What you have to do
Scale the records below from the line containing "and find kneeling" through the end of the records: rewrite only those lines, requests included, with every bounding-box coordinate in the answers multiplied by 2.45 and rounded to a whole number, halves rounding up.

-------- Information provided

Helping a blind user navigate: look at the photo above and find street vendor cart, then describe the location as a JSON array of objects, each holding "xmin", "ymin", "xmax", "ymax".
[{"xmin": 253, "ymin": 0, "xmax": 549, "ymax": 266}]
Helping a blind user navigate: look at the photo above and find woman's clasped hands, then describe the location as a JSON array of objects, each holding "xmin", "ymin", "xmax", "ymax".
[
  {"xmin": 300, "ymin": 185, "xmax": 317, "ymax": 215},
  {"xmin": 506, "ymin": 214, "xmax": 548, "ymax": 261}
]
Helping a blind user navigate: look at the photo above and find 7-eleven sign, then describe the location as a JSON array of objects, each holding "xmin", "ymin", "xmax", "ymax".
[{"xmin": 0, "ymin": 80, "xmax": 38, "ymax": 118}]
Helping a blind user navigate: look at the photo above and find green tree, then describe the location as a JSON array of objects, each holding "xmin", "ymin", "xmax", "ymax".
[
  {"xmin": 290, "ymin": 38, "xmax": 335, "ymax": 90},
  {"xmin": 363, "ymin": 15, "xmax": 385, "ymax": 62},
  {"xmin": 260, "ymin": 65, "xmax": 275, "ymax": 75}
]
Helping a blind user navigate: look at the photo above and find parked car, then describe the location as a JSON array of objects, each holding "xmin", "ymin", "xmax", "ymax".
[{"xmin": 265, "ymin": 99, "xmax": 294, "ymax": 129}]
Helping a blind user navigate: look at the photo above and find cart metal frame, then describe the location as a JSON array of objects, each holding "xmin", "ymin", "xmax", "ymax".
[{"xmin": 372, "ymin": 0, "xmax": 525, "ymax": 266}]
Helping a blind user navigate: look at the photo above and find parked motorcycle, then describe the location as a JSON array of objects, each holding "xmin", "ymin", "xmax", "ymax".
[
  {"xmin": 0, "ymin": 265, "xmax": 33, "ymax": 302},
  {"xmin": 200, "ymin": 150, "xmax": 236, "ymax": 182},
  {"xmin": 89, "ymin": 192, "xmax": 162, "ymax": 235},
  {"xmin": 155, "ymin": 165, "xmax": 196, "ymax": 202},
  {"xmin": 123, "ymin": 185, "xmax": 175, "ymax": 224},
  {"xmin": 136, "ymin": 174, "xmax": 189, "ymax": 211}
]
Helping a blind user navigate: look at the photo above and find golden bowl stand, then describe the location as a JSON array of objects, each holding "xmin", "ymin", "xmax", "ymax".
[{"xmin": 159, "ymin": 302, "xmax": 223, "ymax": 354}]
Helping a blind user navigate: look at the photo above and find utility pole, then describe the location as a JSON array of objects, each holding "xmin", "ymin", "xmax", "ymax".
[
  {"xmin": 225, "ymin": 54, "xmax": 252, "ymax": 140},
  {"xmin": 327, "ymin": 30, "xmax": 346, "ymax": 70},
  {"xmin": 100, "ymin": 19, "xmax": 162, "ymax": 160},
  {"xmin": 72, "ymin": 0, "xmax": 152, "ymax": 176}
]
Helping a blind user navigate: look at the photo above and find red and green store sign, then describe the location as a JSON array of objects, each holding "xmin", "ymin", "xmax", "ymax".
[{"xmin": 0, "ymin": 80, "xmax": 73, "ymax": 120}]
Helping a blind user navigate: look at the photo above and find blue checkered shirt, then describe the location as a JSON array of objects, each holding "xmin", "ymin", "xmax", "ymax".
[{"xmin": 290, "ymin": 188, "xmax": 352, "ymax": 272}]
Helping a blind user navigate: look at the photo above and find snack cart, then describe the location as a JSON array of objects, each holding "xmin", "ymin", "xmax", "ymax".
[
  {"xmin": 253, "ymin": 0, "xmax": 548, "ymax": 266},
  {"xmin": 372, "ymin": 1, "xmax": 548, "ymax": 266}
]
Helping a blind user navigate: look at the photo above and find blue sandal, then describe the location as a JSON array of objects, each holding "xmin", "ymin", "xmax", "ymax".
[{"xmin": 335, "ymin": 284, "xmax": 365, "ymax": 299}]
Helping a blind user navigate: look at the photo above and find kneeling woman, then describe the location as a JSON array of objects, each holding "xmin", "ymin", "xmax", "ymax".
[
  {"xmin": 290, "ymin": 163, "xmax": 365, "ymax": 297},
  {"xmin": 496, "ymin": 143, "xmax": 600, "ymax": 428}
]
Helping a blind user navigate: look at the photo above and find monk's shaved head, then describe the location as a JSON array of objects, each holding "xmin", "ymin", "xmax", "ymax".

----------------

Task output
Helping a blind user navigate: look at the photo above and find kneeling woman, then describe the location as a JSON array of objects, each holding "xmin", "ymin", "xmax", "ymax".
[
  {"xmin": 711, "ymin": 399, "xmax": 894, "ymax": 728},
  {"xmin": 1215, "ymin": 350, "xmax": 1470, "ymax": 1049}
]
Helping a blind user navigate: look at the photo above and find monk's shaved head, then describe the location as a JSON array of objects, each holding "xmin", "ymin", "xmax", "ymax".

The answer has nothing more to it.